● **WRITTEN EXERCISE**
Starting at the line that holds "Each instance of the sailing", set down each line through the end of the listing, exactly as written and with nothing added.
[START DATA]
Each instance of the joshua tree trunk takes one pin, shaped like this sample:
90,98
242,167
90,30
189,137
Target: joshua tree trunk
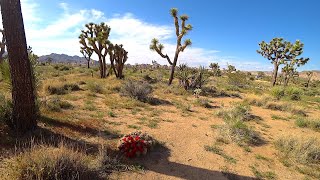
308,82
174,64
23,97
2,46
101,67
275,74
286,80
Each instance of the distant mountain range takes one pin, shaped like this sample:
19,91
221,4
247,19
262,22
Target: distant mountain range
62,58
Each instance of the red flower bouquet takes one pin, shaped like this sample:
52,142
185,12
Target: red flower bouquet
135,144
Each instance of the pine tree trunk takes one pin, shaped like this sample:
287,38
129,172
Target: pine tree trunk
275,74
23,97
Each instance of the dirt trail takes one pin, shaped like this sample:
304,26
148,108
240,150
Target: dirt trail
186,157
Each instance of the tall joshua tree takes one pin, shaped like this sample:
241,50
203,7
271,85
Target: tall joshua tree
215,68
309,75
87,53
180,33
118,56
95,39
2,45
23,97
280,52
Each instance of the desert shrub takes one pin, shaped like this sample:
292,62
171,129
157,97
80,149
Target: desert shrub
56,104
235,128
5,109
203,102
236,112
192,78
294,93
62,89
137,90
301,152
150,79
256,102
277,92
308,123
238,132
276,106
237,80
46,162
95,87
61,67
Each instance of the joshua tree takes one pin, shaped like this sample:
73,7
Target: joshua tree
49,60
231,68
118,56
180,33
95,39
280,52
2,45
215,68
309,75
87,53
24,114
191,78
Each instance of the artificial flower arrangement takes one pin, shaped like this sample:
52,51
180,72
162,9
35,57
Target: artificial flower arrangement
136,144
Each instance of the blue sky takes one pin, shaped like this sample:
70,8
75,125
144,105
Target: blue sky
225,31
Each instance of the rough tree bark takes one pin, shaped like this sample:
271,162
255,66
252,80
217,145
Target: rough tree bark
275,74
23,97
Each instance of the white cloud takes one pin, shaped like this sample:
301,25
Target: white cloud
61,36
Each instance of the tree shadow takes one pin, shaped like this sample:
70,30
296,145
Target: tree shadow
107,134
158,161
156,101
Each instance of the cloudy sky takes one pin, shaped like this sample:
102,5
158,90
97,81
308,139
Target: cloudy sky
224,31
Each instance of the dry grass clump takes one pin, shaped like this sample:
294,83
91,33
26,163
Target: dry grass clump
95,88
47,162
56,104
235,128
308,123
265,103
137,90
61,89
302,153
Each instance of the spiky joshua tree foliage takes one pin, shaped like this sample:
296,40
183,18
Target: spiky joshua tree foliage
95,39
279,51
118,56
181,30
215,69
87,53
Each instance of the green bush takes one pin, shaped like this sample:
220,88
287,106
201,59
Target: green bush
236,112
307,123
95,88
235,128
137,90
203,102
56,104
278,92
294,93
62,89
303,152
237,80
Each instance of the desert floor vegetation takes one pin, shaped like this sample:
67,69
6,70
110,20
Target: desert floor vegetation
245,135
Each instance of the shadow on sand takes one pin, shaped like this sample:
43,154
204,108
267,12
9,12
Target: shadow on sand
158,161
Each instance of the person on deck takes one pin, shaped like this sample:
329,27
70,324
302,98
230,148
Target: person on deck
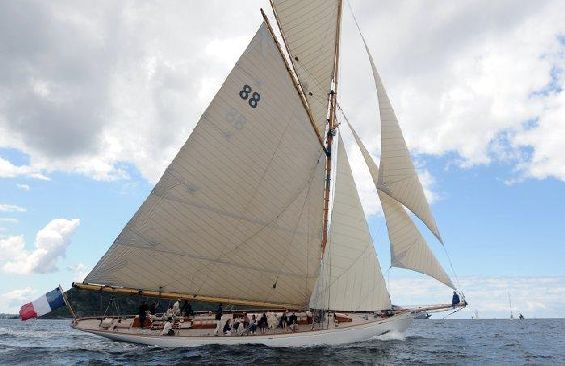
176,307
253,324
153,308
246,321
227,327
168,327
169,313
263,323
283,321
293,322
219,313
455,299
187,309
143,314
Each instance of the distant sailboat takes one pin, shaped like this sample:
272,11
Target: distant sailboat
255,211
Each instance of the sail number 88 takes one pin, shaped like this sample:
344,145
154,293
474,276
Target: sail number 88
245,94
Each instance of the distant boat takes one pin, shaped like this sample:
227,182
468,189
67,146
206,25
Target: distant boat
254,211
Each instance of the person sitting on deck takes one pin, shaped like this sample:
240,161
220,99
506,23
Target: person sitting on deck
143,314
293,322
253,324
187,309
168,327
246,321
169,313
272,320
236,327
455,299
263,323
176,307
219,313
227,327
283,321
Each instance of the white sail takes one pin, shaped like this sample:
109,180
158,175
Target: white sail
309,30
397,176
408,249
237,214
350,277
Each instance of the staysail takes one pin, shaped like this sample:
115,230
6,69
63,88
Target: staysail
237,214
408,249
397,175
350,276
309,31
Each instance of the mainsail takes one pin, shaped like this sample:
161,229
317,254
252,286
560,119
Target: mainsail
309,31
350,276
408,249
237,214
397,176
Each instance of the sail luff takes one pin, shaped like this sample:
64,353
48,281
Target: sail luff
331,130
238,209
350,276
397,175
295,81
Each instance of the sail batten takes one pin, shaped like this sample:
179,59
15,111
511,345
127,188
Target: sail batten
408,248
239,209
350,277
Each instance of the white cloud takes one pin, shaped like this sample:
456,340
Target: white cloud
4,207
80,270
23,187
9,170
51,243
11,301
476,71
535,297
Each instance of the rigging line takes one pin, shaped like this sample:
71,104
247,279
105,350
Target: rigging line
452,268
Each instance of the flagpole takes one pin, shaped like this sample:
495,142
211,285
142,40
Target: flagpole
67,303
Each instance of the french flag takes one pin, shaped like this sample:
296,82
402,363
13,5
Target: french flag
45,304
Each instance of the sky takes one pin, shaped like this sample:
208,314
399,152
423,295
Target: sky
96,98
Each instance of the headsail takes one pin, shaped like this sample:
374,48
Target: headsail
237,214
350,276
309,30
398,177
408,249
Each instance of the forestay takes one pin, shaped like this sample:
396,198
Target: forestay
237,214
408,249
397,176
350,277
309,31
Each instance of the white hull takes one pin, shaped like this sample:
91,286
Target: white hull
337,336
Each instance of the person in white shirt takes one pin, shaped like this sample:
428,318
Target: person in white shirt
176,307
168,327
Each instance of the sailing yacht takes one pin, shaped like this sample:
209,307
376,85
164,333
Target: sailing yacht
259,207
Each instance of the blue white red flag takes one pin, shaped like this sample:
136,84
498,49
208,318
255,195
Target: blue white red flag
45,304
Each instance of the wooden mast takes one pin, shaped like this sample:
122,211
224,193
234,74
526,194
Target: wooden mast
331,130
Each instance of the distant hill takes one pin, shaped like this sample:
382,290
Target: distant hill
90,303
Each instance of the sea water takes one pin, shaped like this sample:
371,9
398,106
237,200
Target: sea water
433,342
[END DATA]
● **ANSWER TO THIS EXERCISE**
Each instance of the sailing yacht takes one pin, shaped like this sample:
209,307
376,85
164,333
Target: sailing yacht
259,207
Each instance of the blue white red flag takes one pin, shaped like this sample:
136,84
498,49
208,318
255,195
Target: blue white red flag
45,304
Each instance of the wooden mast takes one pin, shaped like this sample:
122,211
224,193
234,74
526,194
Target: wooden mast
331,130
Each instance of the distant hill takes one pin, shaped like this sample:
382,290
Target: distant hill
90,303
Each instance of the sea water takes one pin, shaped like this sample:
371,9
398,106
237,200
Target: sea water
433,342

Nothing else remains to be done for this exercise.